WORK REQUEST :: At the line containing "Could you please", begin setting down the entries exactly, and stop only after the last line.

• • • •

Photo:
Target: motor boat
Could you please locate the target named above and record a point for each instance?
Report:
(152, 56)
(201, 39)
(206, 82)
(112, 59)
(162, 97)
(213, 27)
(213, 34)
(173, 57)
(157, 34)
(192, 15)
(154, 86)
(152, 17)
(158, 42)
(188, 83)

• • • •

OUTPUT FOR THIS EXERCISE ::
Could you please locate the target named above and record a point for each instance?
Report:
(152, 56)
(201, 39)
(206, 82)
(112, 59)
(162, 97)
(213, 27)
(213, 34)
(173, 57)
(157, 34)
(192, 15)
(154, 86)
(152, 17)
(158, 42)
(188, 83)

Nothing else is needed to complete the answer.